§ **Source records**
□ □ □ □
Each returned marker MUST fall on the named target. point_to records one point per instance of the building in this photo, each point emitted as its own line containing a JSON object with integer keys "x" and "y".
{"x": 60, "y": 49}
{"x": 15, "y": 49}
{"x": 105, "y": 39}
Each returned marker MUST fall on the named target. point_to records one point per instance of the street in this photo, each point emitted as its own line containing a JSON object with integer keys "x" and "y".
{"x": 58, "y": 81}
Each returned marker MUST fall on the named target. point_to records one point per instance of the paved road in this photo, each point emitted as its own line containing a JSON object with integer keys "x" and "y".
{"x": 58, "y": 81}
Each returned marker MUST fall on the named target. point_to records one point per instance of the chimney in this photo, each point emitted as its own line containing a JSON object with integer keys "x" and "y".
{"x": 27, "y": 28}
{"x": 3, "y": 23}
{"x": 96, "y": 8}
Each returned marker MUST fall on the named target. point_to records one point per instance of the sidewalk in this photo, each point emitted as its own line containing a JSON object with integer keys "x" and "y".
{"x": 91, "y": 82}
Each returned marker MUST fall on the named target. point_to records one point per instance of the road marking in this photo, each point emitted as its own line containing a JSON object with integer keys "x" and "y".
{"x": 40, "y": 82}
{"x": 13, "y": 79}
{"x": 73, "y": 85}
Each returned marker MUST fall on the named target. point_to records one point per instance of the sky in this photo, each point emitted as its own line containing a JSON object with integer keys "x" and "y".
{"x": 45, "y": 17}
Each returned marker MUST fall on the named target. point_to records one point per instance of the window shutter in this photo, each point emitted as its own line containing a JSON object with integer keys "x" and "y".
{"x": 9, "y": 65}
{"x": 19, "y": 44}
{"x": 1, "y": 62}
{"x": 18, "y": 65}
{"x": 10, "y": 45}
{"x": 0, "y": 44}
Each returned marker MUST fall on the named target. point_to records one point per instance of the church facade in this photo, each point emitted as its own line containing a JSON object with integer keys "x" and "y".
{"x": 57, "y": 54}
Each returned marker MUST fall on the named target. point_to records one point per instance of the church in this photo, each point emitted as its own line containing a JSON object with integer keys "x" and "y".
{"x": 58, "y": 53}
□ □ □ □
§ **Work order**
The line with "the church in", the last line of the data above, and every line between them should be duplicated exactly, with nothing else.

§ **Reply**
Each returned marker MUST fall on the named target. point_to records one point per instance of the church in this photo, each point emitted as its own line containing a JSON object with integer keys "x" and "y".
{"x": 58, "y": 53}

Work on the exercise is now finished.